Copy the records below exactly, from the line containing "Mark every instance of the lemon pulp" through the last line, and leave out every picture.

########################################

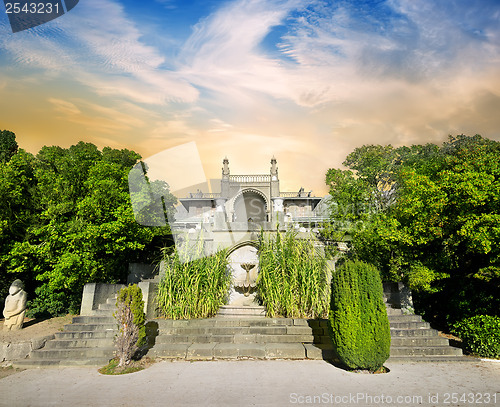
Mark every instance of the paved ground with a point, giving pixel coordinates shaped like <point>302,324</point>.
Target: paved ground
<point>258,383</point>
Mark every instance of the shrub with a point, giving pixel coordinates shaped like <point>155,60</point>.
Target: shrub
<point>480,335</point>
<point>194,289</point>
<point>293,280</point>
<point>131,318</point>
<point>359,326</point>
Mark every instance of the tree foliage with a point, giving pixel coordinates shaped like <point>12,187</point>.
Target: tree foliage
<point>66,220</point>
<point>358,317</point>
<point>131,323</point>
<point>438,228</point>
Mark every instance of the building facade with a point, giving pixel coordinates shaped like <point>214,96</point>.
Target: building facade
<point>247,202</point>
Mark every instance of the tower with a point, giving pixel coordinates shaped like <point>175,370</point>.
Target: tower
<point>225,185</point>
<point>275,183</point>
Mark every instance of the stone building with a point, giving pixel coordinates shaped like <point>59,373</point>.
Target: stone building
<point>249,202</point>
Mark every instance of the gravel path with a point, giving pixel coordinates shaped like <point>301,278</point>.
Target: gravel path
<point>258,383</point>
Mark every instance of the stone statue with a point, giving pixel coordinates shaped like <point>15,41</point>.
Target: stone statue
<point>15,306</point>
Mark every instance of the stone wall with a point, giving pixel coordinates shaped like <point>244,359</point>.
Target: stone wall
<point>10,351</point>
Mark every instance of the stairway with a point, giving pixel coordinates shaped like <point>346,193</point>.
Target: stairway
<point>226,337</point>
<point>87,341</point>
<point>412,339</point>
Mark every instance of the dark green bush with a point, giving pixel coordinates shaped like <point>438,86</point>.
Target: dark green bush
<point>359,326</point>
<point>480,335</point>
<point>131,323</point>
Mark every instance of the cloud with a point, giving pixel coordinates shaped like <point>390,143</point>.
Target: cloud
<point>98,46</point>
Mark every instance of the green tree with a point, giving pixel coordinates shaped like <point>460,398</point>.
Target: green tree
<point>8,145</point>
<point>439,232</point>
<point>77,222</point>
<point>359,326</point>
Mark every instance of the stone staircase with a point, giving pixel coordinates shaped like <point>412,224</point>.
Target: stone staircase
<point>412,339</point>
<point>236,333</point>
<point>226,337</point>
<point>87,341</point>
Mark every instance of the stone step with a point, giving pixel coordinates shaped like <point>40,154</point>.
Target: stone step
<point>85,334</point>
<point>79,343</point>
<point>232,311</point>
<point>229,322</point>
<point>238,338</point>
<point>72,353</point>
<point>425,351</point>
<point>431,359</point>
<point>112,300</point>
<point>393,311</point>
<point>234,330</point>
<point>419,341</point>
<point>404,318</point>
<point>91,327</point>
<point>209,351</point>
<point>410,325</point>
<point>56,363</point>
<point>97,319</point>
<point>103,313</point>
<point>107,307</point>
<point>396,332</point>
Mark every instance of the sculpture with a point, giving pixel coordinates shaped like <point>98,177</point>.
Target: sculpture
<point>15,306</point>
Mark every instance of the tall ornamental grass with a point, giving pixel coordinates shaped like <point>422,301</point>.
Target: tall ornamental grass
<point>293,279</point>
<point>193,289</point>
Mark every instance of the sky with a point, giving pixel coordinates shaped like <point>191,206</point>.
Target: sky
<point>305,81</point>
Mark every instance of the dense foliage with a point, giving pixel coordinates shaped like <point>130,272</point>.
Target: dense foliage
<point>196,288</point>
<point>359,326</point>
<point>480,335</point>
<point>430,216</point>
<point>131,323</point>
<point>65,220</point>
<point>293,279</point>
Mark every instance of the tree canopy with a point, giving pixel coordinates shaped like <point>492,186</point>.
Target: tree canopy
<point>433,219</point>
<point>66,219</point>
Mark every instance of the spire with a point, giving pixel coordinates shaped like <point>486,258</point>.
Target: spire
<point>225,168</point>
<point>274,168</point>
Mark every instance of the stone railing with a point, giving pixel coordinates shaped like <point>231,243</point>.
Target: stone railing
<point>245,179</point>
<point>204,195</point>
<point>289,194</point>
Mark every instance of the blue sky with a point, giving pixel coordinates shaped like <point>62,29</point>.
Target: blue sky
<point>307,81</point>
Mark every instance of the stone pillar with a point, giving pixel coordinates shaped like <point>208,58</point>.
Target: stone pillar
<point>220,221</point>
<point>278,212</point>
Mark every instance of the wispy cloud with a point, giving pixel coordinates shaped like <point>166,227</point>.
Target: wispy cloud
<point>99,46</point>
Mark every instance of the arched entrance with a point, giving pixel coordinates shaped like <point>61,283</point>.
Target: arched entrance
<point>250,206</point>
<point>244,266</point>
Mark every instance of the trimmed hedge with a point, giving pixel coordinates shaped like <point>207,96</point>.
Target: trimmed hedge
<point>359,325</point>
<point>480,335</point>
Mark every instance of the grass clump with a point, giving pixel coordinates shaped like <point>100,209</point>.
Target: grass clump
<point>196,288</point>
<point>113,368</point>
<point>293,279</point>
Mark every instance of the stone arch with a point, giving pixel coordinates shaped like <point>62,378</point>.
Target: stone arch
<point>243,264</point>
<point>250,204</point>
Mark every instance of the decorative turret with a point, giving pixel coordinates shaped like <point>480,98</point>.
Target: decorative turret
<point>225,184</point>
<point>225,168</point>
<point>274,169</point>
<point>275,184</point>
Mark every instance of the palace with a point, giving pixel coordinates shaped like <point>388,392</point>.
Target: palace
<point>249,202</point>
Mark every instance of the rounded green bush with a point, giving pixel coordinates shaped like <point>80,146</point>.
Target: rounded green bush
<point>131,297</point>
<point>359,325</point>
<point>480,335</point>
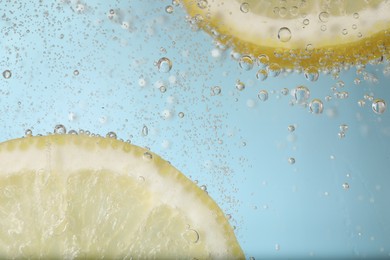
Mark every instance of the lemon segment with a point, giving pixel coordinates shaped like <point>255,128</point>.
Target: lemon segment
<point>298,34</point>
<point>72,196</point>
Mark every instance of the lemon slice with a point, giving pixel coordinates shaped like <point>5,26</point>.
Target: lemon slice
<point>73,196</point>
<point>298,33</point>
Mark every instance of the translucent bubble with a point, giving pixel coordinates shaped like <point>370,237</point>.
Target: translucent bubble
<point>262,74</point>
<point>361,103</point>
<point>202,4</point>
<point>274,69</point>
<point>240,85</point>
<point>59,129</point>
<point>301,94</point>
<point>324,17</point>
<point>378,106</point>
<point>28,133</point>
<point>147,156</point>
<point>311,73</point>
<point>246,62</point>
<point>291,160</point>
<point>262,60</point>
<point>344,128</point>
<point>263,95</point>
<point>294,11</point>
<point>244,7</point>
<point>163,89</point>
<point>145,130</point>
<point>7,74</point>
<point>164,65</point>
<point>111,135</point>
<point>216,90</point>
<point>284,34</point>
<point>169,9</point>
<point>284,91</point>
<point>341,135</point>
<point>316,106</point>
<point>291,128</point>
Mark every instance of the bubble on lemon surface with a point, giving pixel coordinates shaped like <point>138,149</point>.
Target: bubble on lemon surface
<point>301,94</point>
<point>262,60</point>
<point>244,7</point>
<point>7,74</point>
<point>240,85</point>
<point>262,74</point>
<point>164,65</point>
<point>311,73</point>
<point>284,34</point>
<point>59,129</point>
<point>246,62</point>
<point>378,106</point>
<point>316,106</point>
<point>263,95</point>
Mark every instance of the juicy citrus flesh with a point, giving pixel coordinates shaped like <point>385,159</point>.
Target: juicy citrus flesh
<point>73,196</point>
<point>324,34</point>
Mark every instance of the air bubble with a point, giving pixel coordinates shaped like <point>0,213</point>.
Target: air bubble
<point>169,9</point>
<point>284,34</point>
<point>316,106</point>
<point>164,65</point>
<point>263,95</point>
<point>59,129</point>
<point>378,106</point>
<point>324,17</point>
<point>246,62</point>
<point>302,94</point>
<point>147,156</point>
<point>7,74</point>
<point>111,135</point>
<point>262,74</point>
<point>311,73</point>
<point>202,4</point>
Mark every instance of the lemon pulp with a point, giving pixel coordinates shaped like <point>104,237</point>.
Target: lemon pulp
<point>74,196</point>
<point>298,33</point>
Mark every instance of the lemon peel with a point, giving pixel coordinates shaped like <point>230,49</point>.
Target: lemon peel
<point>71,196</point>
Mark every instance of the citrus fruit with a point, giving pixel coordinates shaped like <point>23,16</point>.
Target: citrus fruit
<point>298,33</point>
<point>77,196</point>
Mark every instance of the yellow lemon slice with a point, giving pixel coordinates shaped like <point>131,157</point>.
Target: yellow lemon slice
<point>73,196</point>
<point>298,33</point>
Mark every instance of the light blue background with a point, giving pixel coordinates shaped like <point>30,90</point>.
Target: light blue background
<point>235,144</point>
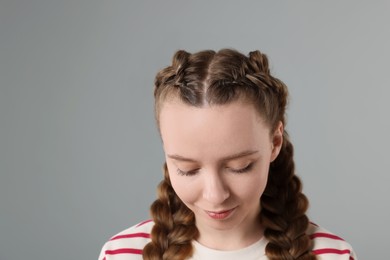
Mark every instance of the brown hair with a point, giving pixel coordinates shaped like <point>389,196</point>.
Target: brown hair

########################################

▸ **EXPECTED OUTPUT**
Mark every instance of the lemon pulp with a point, giving pixel coordinates shaped like <point>104,237</point>.
Target: lemon pulp
<point>74,196</point>
<point>298,33</point>
Mark every instance of the lemon peel with a point, giving pixel coordinates shaped like <point>230,49</point>.
Target: lemon peel
<point>71,196</point>
Mark every instance of the citrus fruit with a point, giving pixel coordinates shaped like <point>23,16</point>.
Target: citrus fruit
<point>298,33</point>
<point>77,196</point>
Mark every instance of the yellow lemon slice with a point, giving pixel coordinates shaped like <point>131,157</point>.
Target: yellow lemon slice
<point>73,196</point>
<point>298,33</point>
Mark every instance of the light blue background with a point, giving pixel coordinates shaped like <point>30,90</point>.
Target: light blue background
<point>235,144</point>
Mark every instance of the brown hair with a point, giving pixel coordinates shaped like <point>389,196</point>.
Target: brown hair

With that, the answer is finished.